DO THIS:
Pick out each line below that contains the word "lily", and copy those lines as they appear.

** start of EXTRACTED MATERIAL **

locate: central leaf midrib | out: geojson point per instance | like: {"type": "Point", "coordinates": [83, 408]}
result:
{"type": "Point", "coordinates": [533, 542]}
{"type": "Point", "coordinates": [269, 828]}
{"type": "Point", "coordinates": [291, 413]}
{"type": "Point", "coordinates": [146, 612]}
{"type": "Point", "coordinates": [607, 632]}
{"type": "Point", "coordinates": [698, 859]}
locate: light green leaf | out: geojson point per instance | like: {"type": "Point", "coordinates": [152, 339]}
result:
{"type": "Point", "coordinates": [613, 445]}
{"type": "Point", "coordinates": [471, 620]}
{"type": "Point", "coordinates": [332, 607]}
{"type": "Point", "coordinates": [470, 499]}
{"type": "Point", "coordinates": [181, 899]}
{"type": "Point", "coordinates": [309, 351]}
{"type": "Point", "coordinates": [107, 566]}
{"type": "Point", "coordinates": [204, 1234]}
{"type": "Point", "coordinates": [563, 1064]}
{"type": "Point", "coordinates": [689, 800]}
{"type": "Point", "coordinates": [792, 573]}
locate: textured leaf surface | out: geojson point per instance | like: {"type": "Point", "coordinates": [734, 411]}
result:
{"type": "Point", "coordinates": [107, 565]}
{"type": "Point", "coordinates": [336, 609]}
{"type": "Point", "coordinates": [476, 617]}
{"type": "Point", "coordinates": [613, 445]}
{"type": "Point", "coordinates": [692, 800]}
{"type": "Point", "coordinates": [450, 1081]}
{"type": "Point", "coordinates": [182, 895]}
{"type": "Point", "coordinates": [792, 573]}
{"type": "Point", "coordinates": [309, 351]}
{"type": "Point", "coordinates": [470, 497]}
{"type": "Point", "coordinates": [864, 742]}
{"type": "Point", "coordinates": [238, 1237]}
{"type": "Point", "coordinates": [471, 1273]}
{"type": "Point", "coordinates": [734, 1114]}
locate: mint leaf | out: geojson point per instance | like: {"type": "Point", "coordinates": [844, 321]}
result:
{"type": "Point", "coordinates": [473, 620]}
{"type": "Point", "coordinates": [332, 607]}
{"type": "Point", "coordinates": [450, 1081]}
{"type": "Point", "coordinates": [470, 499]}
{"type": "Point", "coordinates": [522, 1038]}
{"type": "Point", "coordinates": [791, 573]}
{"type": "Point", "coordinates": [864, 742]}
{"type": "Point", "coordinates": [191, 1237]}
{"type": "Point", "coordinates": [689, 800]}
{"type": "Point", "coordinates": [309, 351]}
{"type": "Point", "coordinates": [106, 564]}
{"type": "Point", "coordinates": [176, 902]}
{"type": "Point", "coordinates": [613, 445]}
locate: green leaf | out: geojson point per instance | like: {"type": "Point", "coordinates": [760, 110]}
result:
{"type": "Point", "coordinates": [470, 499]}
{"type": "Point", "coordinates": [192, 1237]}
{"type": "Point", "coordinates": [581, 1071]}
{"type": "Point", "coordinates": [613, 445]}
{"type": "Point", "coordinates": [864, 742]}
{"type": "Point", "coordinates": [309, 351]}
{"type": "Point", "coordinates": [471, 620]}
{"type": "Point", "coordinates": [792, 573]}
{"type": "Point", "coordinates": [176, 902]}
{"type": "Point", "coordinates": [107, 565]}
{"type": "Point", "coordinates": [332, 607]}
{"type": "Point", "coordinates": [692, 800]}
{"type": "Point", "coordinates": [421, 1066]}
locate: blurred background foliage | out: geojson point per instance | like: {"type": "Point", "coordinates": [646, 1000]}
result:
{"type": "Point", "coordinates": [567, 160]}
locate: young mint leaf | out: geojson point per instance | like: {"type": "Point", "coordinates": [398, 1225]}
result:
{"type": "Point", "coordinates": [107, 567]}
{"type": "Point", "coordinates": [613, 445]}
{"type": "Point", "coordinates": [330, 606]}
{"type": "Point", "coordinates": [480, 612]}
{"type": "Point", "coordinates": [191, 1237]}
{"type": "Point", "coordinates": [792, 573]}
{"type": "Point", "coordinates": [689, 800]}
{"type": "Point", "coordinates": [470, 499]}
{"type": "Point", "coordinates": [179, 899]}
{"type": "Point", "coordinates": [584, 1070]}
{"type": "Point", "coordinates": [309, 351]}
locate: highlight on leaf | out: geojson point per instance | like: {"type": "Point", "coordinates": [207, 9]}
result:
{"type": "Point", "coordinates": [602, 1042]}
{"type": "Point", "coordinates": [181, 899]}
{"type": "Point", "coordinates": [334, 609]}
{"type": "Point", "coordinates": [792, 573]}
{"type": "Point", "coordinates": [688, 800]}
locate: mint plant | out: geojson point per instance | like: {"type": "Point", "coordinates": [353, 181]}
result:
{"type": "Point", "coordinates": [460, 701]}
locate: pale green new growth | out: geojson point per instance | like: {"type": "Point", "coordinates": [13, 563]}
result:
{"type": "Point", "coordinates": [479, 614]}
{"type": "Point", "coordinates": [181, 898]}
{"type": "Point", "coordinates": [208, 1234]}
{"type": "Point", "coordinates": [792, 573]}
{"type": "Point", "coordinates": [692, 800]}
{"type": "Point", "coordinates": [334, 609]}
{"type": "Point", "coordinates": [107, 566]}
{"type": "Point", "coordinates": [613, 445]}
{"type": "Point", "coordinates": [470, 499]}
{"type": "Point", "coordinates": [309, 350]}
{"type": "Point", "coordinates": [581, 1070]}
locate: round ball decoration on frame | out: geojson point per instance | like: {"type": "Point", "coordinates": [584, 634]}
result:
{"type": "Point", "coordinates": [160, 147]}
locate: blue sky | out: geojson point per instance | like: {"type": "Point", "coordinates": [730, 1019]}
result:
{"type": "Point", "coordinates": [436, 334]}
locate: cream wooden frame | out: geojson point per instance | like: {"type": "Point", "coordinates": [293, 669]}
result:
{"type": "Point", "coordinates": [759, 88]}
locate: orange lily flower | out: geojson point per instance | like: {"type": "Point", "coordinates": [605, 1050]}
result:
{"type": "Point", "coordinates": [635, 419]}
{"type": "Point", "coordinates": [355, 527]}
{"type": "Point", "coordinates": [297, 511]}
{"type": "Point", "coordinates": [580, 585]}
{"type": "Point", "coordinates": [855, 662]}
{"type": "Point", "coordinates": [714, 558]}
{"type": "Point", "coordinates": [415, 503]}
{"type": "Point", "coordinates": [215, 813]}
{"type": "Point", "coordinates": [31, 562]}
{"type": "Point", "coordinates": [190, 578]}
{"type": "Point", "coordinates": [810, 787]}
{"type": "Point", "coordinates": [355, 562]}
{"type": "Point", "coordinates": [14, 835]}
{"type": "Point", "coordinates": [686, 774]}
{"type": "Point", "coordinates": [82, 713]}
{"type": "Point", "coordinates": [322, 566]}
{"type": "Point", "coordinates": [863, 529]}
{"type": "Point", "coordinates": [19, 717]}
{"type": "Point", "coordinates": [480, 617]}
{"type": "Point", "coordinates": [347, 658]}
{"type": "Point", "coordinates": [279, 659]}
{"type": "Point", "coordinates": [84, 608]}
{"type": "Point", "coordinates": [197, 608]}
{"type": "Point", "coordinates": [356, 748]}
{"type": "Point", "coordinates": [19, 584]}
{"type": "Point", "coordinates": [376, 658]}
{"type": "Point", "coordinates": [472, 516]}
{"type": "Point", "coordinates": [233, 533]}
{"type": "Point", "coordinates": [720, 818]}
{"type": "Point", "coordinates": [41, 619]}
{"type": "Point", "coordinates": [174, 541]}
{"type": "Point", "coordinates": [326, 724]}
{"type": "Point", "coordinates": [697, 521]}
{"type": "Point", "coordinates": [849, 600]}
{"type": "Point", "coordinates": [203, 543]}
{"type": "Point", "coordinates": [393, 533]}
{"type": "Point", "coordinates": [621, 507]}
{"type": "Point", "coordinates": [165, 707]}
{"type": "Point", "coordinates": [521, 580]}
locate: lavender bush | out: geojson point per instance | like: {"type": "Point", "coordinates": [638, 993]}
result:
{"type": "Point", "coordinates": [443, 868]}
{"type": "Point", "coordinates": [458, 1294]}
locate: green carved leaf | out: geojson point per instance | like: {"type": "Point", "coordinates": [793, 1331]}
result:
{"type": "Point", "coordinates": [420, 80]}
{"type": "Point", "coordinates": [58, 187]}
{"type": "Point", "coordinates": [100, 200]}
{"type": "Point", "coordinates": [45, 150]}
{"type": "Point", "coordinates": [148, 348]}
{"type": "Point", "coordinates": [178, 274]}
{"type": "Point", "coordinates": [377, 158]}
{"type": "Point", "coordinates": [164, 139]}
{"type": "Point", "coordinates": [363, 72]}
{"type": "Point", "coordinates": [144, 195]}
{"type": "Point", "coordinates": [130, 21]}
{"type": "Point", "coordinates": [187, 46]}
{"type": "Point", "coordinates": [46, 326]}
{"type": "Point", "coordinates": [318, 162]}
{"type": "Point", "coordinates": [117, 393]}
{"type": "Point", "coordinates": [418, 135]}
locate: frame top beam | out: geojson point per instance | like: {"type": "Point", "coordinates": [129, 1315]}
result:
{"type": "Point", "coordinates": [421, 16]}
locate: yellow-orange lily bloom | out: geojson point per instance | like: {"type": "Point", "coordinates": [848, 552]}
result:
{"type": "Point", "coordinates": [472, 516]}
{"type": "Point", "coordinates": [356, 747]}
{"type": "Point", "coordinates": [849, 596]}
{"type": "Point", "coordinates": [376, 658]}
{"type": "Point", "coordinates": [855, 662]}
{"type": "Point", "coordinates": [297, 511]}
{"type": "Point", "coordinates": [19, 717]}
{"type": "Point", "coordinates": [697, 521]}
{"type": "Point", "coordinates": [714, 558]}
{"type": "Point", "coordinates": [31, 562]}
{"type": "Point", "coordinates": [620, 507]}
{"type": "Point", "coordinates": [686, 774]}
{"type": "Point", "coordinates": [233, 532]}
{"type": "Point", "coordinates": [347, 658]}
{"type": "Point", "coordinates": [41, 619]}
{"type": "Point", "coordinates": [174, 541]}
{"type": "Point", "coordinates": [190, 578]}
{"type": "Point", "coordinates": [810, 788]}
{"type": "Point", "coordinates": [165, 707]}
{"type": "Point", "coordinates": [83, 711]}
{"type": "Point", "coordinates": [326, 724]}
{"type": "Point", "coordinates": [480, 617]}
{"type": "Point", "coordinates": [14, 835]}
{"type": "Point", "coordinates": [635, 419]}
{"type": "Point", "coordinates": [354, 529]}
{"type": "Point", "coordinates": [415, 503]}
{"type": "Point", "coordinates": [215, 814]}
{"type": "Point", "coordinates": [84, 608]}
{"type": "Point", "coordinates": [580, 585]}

** end of EXTRACTED MATERIAL **

RESULT BELOW:
locate: orange lily flower | out: geojson point per instance | like: {"type": "Point", "coordinates": [605, 1050]}
locate: yellow-orange lily bloom | out: geojson point per instance | like: {"type": "Point", "coordinates": [848, 552]}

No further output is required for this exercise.